** WORK REQUIRED **
Read the records and gather each line that includes "rough".

** SOURCE MATERIAL **
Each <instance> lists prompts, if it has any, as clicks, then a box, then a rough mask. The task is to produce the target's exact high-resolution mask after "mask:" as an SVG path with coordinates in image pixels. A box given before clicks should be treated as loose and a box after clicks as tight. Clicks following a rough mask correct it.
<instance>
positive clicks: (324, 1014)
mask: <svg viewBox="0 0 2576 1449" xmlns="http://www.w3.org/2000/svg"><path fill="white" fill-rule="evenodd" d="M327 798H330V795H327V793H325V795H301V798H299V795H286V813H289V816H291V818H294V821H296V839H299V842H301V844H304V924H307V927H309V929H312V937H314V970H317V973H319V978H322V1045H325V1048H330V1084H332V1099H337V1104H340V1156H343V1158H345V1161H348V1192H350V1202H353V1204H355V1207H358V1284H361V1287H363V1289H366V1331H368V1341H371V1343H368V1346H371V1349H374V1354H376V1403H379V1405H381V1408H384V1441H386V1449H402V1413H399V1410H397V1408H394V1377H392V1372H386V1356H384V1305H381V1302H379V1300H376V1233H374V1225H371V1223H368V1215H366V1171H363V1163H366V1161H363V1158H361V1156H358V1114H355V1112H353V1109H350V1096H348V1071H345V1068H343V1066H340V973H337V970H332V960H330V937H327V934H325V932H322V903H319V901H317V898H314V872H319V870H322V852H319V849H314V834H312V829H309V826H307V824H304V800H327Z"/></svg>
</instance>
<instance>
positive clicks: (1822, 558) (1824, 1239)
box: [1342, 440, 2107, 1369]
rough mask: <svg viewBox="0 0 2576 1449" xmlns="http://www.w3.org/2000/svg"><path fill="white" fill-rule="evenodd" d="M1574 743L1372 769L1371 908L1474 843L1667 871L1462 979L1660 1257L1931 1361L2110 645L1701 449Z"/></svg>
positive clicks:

** PROBLEM SOLUTION **
Each <instance> lists prompts, if it has any, as clicks, then a box, then a rough mask. The task is to produce the target's exact high-resolution mask after "mask:" as an SVG path with coordinates in image pixels. A box given before clicks should be treated as loose and a box after clicks as tight. Clicks following a rough mask correct it.
rough mask: <svg viewBox="0 0 2576 1449" xmlns="http://www.w3.org/2000/svg"><path fill="white" fill-rule="evenodd" d="M1574 743L1372 769L1371 908L1474 843L1667 871L1462 979L1660 1257L1931 1361L2110 645L1701 449Z"/></svg>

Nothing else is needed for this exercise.